WHAT THE TASK REQUIRES
Which lines of the data below contain the string "boxes"? Return each such line in full.

DATA SHOWN
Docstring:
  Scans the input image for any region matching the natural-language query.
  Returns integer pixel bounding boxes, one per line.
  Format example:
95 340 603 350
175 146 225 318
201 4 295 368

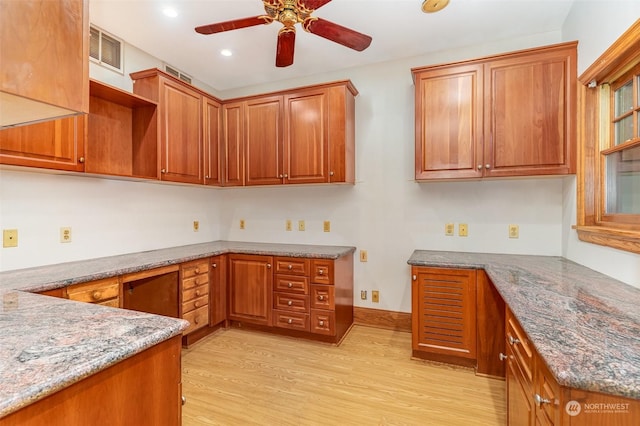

WORKED ANSWER
  Returns integer pixel bounding boxes, one per line.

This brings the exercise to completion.